Мысль о том, что русский народ втравлен в войну вопреки его интересам, особенно легко прививалась к темным народным массам, в которых доверие к правительству было в корне подорвано.
КАМПАНИЯ 1916 ГОДА
Кампания 1916 г. начинается опять требованием со стороны союзников помощи от России.
Германские атаки на Верден ускоряют начало наступательных операций на наших Северном и Западном фронтах. Несмотря на то что время года делало невозможным ведение в России каких-либо наступательных операций, русское Верховное главнокомандование решило все-таки произвести таковую в широком размере для отвлечения на себя немецких сил с французского театра. Атаки начались на Западном фронте, в районе озера Нарочь 15 марта и на Северном фронте, в районе Якобштадта и Двинска 21 марта. Прорывы не удались. Захват 2–3 тысяч пленных и оттеснение противника на некоторых участках на 2–3 версты, конечно, не отвечали тем громадным потерям, которые понесли русские армии. 30 марта приказано было приостановить наступление. Правда, помощь французам была осуществлена, так как с 22 по 30 марта германские атаки у Вердена прекратились, но неудача наступления не могла не оказать влияния на моральную сторону русского командования{277}
.В этом мы можем убедиться из одного характерного разговора с генералом Алексеевым, записанного М. Лемке в его книге «250 дней в Царской Ставке»{278}
. Этот разговор происходит 29 марта[140], т.е. непосредственно под впечатлением вышеупомянутых наступлений на наших Северном и Западном фронтах.М. Лемке, состоявший офицером военно-цензурного отделения Ставки, беседовал со своим начальником, генерал-квартирмейстером Ставки, генералом Пустовойтенко, когда в комнату вошел М.В. Алексеев.

**Цель задания**
Какого числа, согласно фрагменту документа о кампании 1916 года, был отдан приказ приостановить наступление? Материал дан отдельно от фрагмента документа.

**Сведения**
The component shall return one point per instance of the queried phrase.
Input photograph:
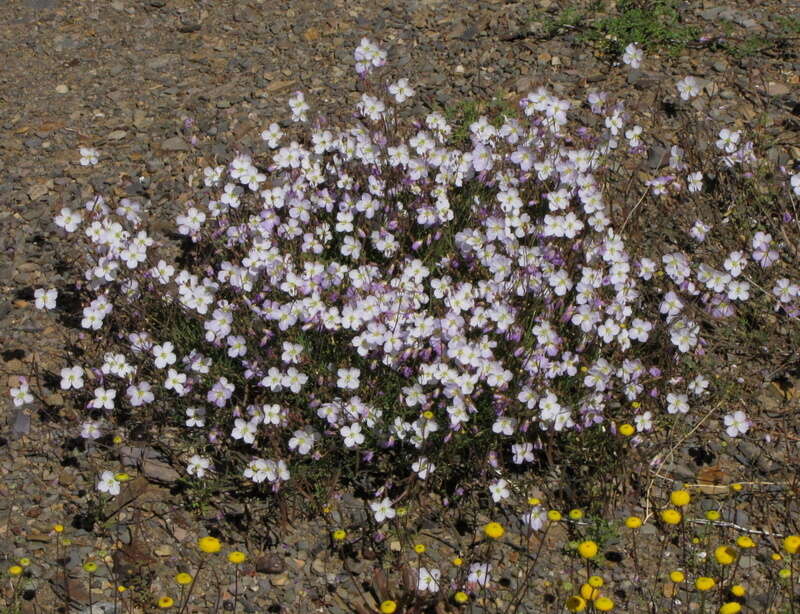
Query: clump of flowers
(373, 297)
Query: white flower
(198, 465)
(71, 377)
(479, 573)
(644, 422)
(91, 430)
(175, 381)
(45, 299)
(736, 424)
(535, 518)
(140, 394)
(401, 90)
(21, 394)
(523, 453)
(195, 416)
(728, 140)
(103, 398)
(303, 441)
(504, 425)
(382, 509)
(499, 490)
(352, 435)
(272, 135)
(428, 579)
(423, 467)
(89, 156)
(348, 378)
(633, 56)
(164, 355)
(698, 385)
(108, 483)
(695, 181)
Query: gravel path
(159, 87)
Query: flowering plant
(374, 299)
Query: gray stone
(175, 143)
(41, 4)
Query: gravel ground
(159, 87)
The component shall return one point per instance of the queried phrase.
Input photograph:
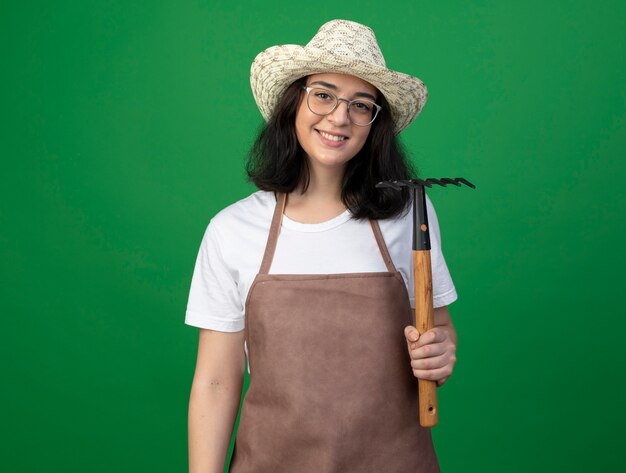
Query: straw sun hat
(339, 46)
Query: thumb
(411, 334)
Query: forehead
(344, 82)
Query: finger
(427, 351)
(412, 336)
(433, 375)
(432, 363)
(434, 335)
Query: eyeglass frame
(337, 100)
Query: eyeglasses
(361, 112)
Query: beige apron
(331, 387)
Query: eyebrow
(334, 87)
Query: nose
(340, 116)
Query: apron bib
(331, 388)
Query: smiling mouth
(330, 137)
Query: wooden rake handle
(425, 320)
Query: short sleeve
(444, 292)
(214, 299)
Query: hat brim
(274, 69)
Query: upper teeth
(332, 137)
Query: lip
(332, 144)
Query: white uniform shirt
(233, 245)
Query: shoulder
(245, 212)
(243, 221)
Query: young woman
(310, 278)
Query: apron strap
(272, 238)
(382, 246)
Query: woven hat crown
(350, 40)
(339, 46)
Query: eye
(323, 95)
(362, 106)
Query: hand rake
(422, 278)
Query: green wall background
(125, 127)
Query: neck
(324, 184)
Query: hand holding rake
(422, 278)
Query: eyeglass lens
(323, 102)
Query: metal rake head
(442, 181)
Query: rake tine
(420, 182)
(439, 182)
(465, 181)
(389, 185)
(450, 181)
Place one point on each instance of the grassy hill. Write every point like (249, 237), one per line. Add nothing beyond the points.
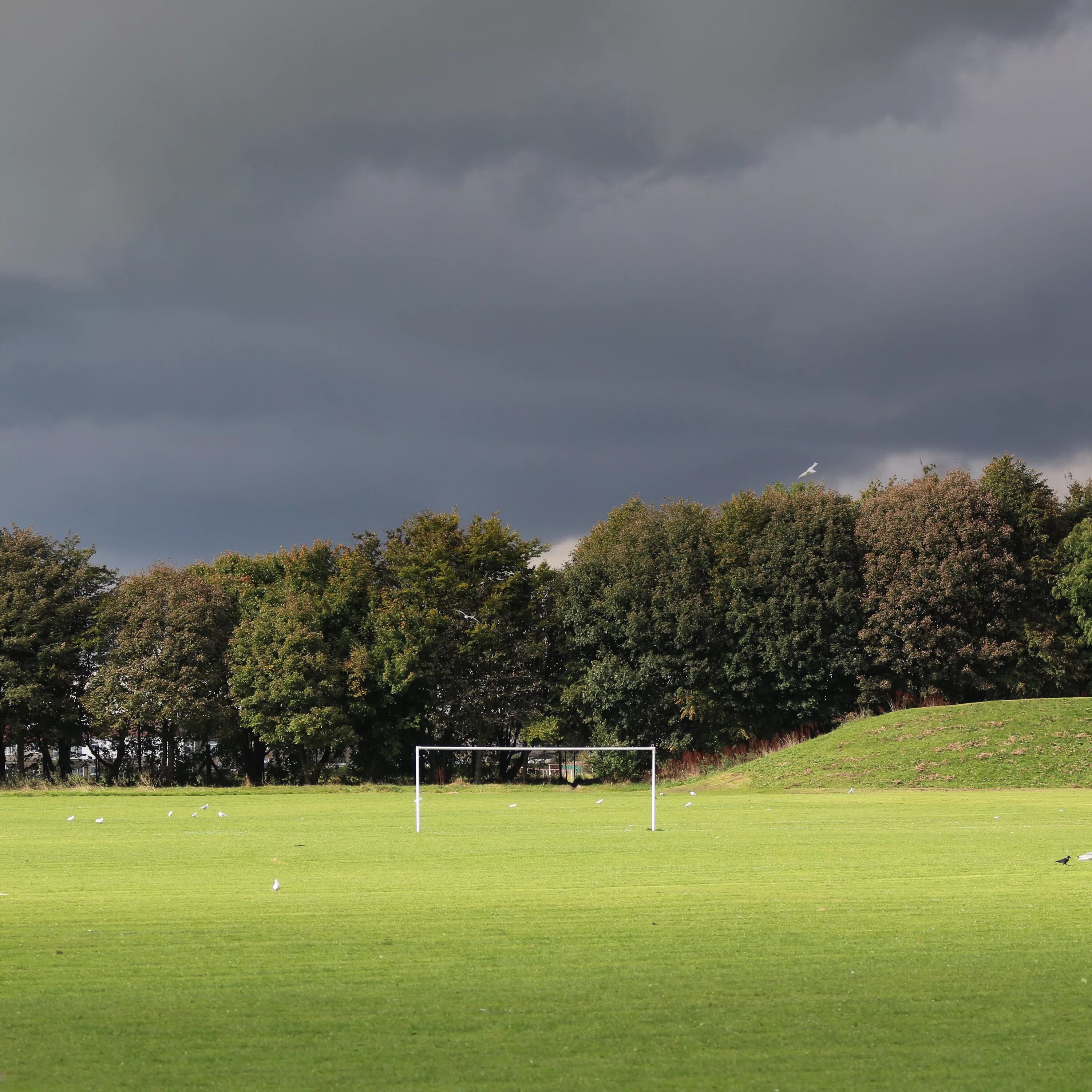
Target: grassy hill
(985, 745)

**Поле ответа**
30 марта.